- PROVIDED MATERIAL
........

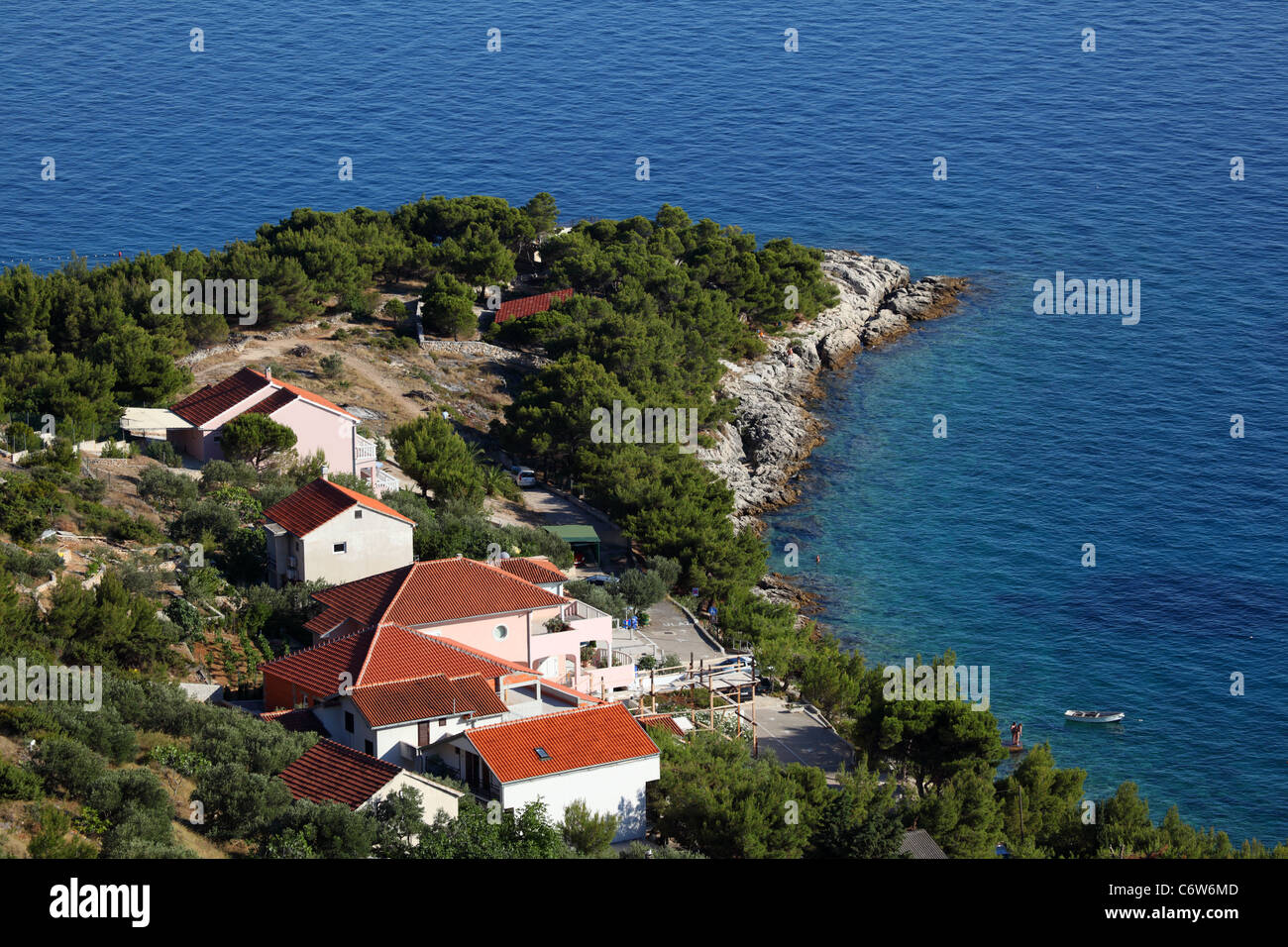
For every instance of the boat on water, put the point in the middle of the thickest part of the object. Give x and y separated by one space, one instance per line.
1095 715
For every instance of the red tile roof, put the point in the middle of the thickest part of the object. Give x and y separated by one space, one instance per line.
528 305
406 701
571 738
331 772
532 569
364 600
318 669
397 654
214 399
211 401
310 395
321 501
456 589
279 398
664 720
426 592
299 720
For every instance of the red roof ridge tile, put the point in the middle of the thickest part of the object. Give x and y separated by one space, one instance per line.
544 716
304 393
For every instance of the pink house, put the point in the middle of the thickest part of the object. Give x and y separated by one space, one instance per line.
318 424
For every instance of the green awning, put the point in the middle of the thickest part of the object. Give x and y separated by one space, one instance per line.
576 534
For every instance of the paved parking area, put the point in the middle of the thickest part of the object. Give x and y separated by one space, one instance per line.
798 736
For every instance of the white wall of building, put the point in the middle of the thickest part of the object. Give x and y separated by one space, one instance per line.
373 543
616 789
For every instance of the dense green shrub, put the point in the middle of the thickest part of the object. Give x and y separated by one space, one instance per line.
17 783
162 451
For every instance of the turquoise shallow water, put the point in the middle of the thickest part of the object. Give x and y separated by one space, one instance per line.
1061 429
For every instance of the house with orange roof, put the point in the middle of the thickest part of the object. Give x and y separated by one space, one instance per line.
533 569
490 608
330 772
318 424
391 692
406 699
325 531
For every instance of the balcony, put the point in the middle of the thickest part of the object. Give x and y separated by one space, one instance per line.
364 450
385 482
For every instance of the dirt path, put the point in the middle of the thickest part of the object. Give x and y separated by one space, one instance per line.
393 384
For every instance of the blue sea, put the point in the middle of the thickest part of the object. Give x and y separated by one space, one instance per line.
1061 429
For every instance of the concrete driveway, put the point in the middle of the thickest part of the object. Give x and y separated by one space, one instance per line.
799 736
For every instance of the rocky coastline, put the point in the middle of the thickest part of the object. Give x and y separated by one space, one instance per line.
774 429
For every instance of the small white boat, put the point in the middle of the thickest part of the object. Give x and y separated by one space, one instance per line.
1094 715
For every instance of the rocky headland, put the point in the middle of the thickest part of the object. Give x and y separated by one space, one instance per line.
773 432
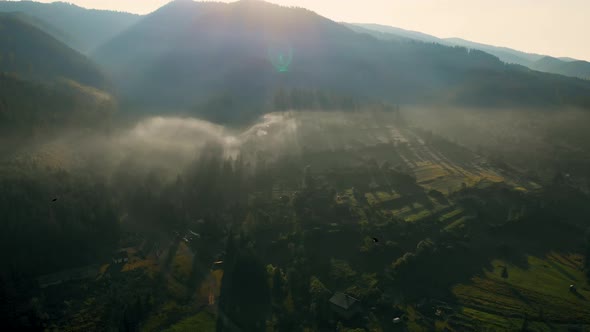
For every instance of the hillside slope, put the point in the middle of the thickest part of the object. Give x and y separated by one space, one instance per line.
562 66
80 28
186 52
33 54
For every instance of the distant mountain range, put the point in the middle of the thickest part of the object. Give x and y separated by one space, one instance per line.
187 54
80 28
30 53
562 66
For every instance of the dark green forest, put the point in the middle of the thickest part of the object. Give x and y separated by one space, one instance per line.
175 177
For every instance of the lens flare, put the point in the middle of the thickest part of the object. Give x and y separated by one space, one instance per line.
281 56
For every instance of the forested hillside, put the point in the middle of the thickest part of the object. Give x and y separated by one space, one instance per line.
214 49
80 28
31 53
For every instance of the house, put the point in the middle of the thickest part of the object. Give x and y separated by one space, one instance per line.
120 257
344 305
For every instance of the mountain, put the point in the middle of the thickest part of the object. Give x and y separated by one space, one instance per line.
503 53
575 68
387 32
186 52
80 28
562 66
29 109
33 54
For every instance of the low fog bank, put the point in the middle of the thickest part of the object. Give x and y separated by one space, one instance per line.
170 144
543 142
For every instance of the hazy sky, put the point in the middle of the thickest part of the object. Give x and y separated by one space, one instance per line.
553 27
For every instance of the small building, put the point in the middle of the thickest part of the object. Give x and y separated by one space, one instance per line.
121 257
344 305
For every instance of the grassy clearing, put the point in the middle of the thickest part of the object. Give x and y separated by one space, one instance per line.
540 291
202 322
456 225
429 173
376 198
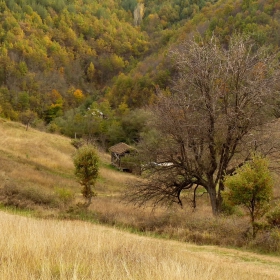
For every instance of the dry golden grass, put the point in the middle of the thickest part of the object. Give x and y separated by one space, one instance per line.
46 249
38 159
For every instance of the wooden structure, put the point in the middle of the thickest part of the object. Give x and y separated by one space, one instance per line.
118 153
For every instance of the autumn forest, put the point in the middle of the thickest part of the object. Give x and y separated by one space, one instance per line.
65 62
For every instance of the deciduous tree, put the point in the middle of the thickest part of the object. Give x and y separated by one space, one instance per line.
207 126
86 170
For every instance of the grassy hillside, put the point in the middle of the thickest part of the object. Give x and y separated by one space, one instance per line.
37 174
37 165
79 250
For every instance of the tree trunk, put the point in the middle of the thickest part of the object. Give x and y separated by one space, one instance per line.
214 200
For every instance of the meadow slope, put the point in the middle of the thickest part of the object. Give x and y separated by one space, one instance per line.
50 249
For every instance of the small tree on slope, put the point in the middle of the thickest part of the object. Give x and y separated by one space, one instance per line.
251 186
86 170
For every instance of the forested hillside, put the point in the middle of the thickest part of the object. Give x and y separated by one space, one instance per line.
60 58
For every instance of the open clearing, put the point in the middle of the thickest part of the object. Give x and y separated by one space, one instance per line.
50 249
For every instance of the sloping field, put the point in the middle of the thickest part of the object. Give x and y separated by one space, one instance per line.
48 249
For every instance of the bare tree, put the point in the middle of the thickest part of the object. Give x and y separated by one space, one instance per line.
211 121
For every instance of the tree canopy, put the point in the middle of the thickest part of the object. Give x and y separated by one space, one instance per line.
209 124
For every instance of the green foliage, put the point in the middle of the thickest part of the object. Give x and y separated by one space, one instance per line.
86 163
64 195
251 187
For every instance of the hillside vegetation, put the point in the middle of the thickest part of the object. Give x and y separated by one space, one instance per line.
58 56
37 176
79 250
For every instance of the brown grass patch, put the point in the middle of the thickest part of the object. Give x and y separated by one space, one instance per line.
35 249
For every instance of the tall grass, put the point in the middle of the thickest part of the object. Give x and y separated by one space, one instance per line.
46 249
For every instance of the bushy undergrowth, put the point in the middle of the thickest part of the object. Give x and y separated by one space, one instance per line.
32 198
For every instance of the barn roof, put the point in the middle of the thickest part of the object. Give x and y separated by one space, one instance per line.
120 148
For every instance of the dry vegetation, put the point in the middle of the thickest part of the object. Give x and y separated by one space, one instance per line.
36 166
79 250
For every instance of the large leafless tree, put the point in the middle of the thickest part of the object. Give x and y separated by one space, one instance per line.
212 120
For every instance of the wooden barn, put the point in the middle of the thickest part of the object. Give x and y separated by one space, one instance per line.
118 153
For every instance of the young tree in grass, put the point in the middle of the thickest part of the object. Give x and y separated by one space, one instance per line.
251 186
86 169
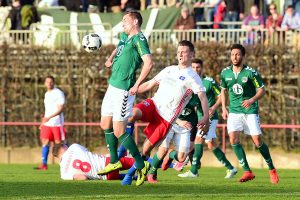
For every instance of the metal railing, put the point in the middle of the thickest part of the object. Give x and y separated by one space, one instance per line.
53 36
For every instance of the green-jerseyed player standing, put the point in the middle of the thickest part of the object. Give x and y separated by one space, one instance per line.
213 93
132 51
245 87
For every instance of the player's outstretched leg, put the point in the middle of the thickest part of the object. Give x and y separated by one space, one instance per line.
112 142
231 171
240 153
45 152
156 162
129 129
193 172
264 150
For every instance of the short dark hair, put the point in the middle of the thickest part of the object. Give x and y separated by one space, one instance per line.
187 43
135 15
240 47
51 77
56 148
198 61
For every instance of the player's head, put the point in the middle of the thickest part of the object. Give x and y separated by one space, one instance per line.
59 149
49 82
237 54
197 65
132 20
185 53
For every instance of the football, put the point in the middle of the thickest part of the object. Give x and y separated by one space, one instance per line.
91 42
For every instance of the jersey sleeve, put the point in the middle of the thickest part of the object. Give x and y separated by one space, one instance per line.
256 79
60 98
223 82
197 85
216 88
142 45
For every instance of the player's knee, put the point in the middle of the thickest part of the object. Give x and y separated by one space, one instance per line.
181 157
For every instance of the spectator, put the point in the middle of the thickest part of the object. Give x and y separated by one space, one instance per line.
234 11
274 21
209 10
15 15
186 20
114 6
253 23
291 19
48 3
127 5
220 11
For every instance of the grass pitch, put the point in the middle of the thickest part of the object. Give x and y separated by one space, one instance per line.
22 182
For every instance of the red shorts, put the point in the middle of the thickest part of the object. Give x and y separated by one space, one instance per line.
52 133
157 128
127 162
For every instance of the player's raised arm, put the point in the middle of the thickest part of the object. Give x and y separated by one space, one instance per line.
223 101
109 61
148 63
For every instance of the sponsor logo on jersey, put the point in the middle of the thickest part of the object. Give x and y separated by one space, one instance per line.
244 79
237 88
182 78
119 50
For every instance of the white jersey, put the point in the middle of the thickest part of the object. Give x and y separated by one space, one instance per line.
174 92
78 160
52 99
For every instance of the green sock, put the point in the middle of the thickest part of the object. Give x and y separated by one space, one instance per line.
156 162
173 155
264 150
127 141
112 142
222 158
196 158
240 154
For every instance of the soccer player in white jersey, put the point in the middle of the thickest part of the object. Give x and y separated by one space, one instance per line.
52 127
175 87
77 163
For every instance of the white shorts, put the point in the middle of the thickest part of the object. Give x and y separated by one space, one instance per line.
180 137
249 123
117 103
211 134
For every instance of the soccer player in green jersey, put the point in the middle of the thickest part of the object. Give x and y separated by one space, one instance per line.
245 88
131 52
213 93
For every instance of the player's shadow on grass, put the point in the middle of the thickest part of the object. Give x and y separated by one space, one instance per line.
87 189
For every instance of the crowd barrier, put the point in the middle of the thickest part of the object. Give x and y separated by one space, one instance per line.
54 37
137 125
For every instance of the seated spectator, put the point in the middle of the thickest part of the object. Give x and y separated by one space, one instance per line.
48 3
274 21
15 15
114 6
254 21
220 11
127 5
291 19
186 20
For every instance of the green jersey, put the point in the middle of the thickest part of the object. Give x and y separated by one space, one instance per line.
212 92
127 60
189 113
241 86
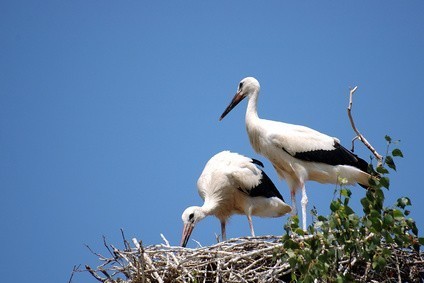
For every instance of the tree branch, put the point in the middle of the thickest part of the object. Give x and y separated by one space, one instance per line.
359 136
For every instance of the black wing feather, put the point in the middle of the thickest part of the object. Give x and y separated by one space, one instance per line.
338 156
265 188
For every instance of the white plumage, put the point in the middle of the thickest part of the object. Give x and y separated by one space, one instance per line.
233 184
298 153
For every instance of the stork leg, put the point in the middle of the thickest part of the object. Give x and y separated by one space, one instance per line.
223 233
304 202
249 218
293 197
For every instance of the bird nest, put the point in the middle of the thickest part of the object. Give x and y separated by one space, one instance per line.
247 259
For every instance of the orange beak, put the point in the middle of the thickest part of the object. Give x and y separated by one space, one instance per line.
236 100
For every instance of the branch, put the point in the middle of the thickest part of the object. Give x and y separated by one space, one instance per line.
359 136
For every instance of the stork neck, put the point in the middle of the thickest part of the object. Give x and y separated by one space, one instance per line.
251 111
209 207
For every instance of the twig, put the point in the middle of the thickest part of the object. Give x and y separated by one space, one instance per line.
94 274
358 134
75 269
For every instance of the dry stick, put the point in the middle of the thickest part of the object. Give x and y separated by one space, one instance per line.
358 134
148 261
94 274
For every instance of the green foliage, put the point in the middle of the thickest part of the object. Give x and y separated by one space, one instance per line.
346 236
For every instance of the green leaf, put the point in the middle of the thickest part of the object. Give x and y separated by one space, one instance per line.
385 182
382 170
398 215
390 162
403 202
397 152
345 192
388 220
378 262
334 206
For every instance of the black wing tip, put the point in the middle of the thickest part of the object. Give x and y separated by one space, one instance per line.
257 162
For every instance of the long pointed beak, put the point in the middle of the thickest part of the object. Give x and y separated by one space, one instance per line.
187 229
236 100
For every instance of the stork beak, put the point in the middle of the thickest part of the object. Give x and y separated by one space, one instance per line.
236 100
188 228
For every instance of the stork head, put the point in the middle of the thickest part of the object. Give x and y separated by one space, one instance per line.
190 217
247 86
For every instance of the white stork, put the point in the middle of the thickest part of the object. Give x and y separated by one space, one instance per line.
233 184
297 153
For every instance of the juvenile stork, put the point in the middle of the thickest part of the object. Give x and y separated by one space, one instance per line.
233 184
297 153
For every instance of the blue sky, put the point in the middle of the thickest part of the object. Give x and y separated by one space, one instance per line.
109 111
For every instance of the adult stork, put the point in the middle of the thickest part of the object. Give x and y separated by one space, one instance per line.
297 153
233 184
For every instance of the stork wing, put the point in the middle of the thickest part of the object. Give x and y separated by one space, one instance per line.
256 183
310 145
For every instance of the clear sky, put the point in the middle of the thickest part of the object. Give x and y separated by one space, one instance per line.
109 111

........

Everything from the line containing "For every instance of the white stork, put" to the end of the records must be written out exactly; include both of those lines and no others.

For every instance of the white stork, put the point in the middle of the thickest part of the object. Give x and y separated by one space, one instance per line.
233 184
297 153
For every instance of the juvenile stork, put the point in the middle of the thickest part of the object. Give x and y separated by one space, one instance per line.
233 184
297 153
For every instance of the blue sky, put the point in the middle of the thickest part of the object. Give x and y separated by one space, one instance per line.
109 111
For every instance of the adult stork, put the point in the middle of the thickest part of the object. Give x and y separated by one space, one instance per line.
297 153
233 184
For every instance of the stork wing, put the point in the middle of the thickest part of the object. Give x and y separated by one space, one instance per line.
256 183
310 145
For every instance of the clear sky, put the point in the middle of the thickest part of the object. Give x and y separated by one space, one instance per line.
109 111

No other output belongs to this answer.